SUPPLIED PASSAGE.
Lucky Fritz is a 2009 German comedy film starring Corey Feldman. The story is a modern fairy tale.

Plot
Lucky Fritz was hit by a lightning strike twice. That's why he is called "Lucky" Fritz. He lives on the countryside and works in a small café. Besides waiting on people he earns a little extra money by selling local guests worms for angling. 
One day his best friend tells him the famous actress Leslie Lutrell is about to shoot a film in the surroundings of their little town. His friend craves to meet the star and even tries to prepare for that by torturing himself with a "slim belt". But Lucky Fritz only cares for Gretchen, the local beauty.
Against all odds Lucky Fritz is hit by a lightning strike for a third time. Unfortunately there are after-effects. His skin has become magnetic and his mere touch makes people being infatuated with him. When  the capricious Leslie Lutrell spontaneously visits his café, she also falls for him.

ENTRIES SHOWN.
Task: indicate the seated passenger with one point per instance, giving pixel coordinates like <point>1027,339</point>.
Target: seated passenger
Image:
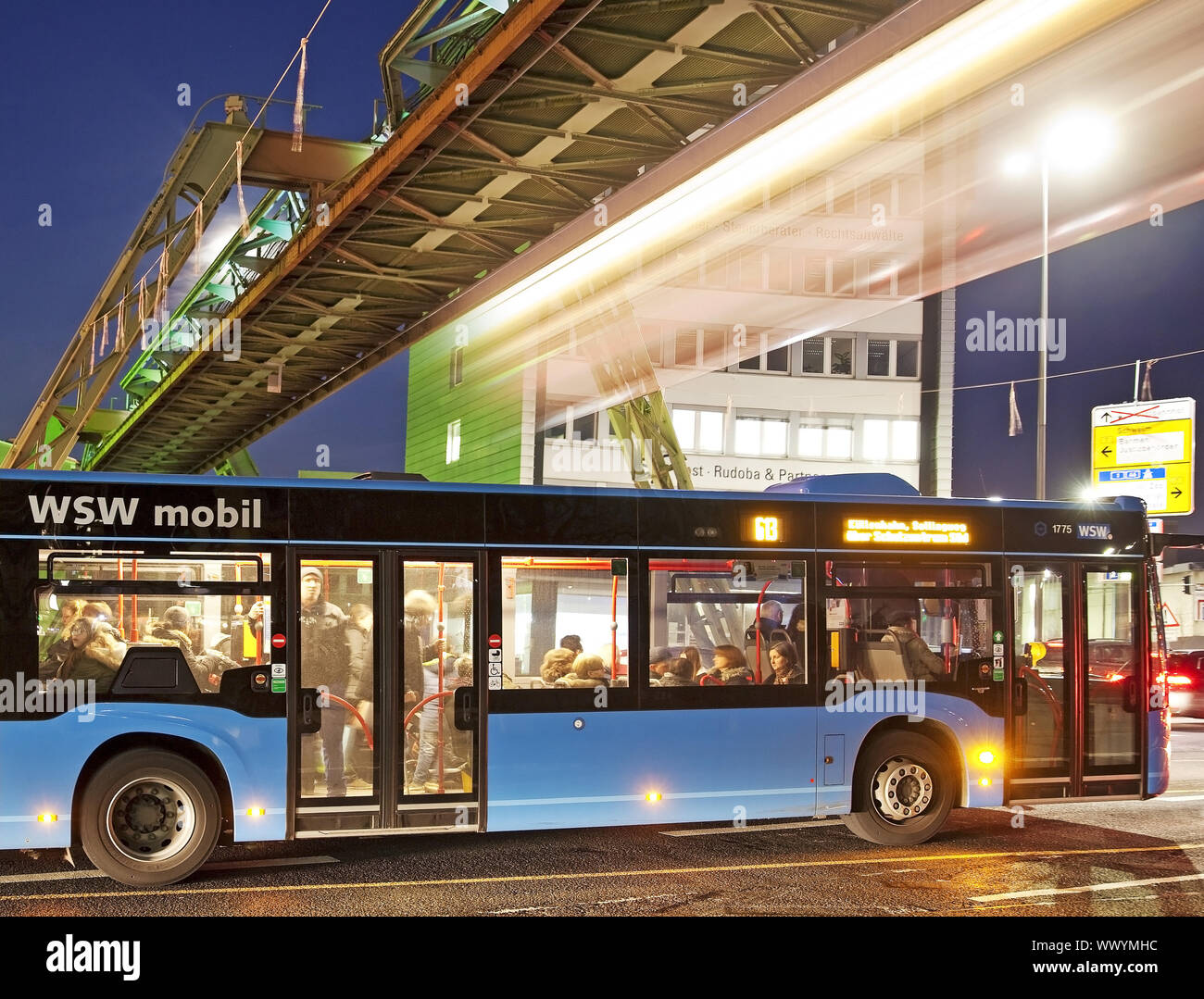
<point>919,661</point>
<point>786,670</point>
<point>557,662</point>
<point>206,665</point>
<point>730,668</point>
<point>660,661</point>
<point>58,651</point>
<point>765,625</point>
<point>588,672</point>
<point>675,673</point>
<point>96,654</point>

TASKS.
#1 Translate this sentence from the Lucky Fritz film summary into Spanish: "Lucky Fritz was hit by a lightning strike twice."
#2 Return the passage of the Lucky Fritz film summary that starts at "Lucky Fritz is a" and ends at "the local beauty.", copied word for word.
#3 Carry the Lucky Fritz film summary forward from its final sentence.

ANSWERS.
#1 Lucky Fritz fue alcanzado por un rayo dos veces.

#2
Lucky Fritz is a 2009 German comedy film starring Corey Feldman. The story is a modern fairy tale.

Plot
Lucky Fritz was hit by a lightning strike twice. That's why he is called "Lucky" Fritz. He lives on the countryside and works in a small café. Besides waiting on people he earns a little extra money by selling local guests worms for angling. 
One day his best friend tells him the famous actress Leslie Lutrell is about to shoot a film in the surroundings of their little town. His friend craves to meet the star and even tries to prepare for that by torturing himself with a "slim belt". But Lucky Fritz only cares for Gretchen, the local beauty.

#3
Leslie Lutrell openly shows his affection for him but Lucky Fritz doesn't trust his magic skill. In spite of his reluctance Leslie still pursues him. Lucky Fritz is anxious Gretchen might get the wrong impression. He is also terrified by paparazzi and by Leslie's jealous boy-friend. 
Eventually Leslie has him hired as a supporting actor. Lucky Fritz starts to behave as if he was a star. Now Gretchen is clearly disgusted and Leslie must return to Hollywood for a preliminary report. While Leslie and Lucky are separated, the effects of his magic touch fade off and henceforth she will refuse to let him touch her. 
Lucky feels like he was cursed and tries to get hit by a lightning strike once again for he hopes that might restore his normality and give him finally a chance to win Gretchen's heart.

Cast
Corey Feldman as Lucky Fritz 
 as J.D. Miller 
Nina Kristin as Leslie Lutrell 
Julia Dietze as Gretchen Henderlein 
Axel Wedekind as Brad Bowman 
Priscilla Bergey as Annie Ruth 
Robert Lyons as Ted Munson 
Pierre Shrady as Luther Sander 
Eva-Maria Kurz as Ms. Hafergrass 
Tom Strauss as Ol' Kurt 
Eve Slatner as Martha 
Peter Farkas as preacher 
Ben Posener as Doctor 
Clayton Nemrow as Iceman 
Harvey Friedman as journalist

Production notes
As the director conceded in an interview on the German-English DVD the film had to be shot in 12 days only. It was shot in English and no actor was dubbed. Director Stephen Manuel found many English native-speakers in Germany as he explains in the German commentary.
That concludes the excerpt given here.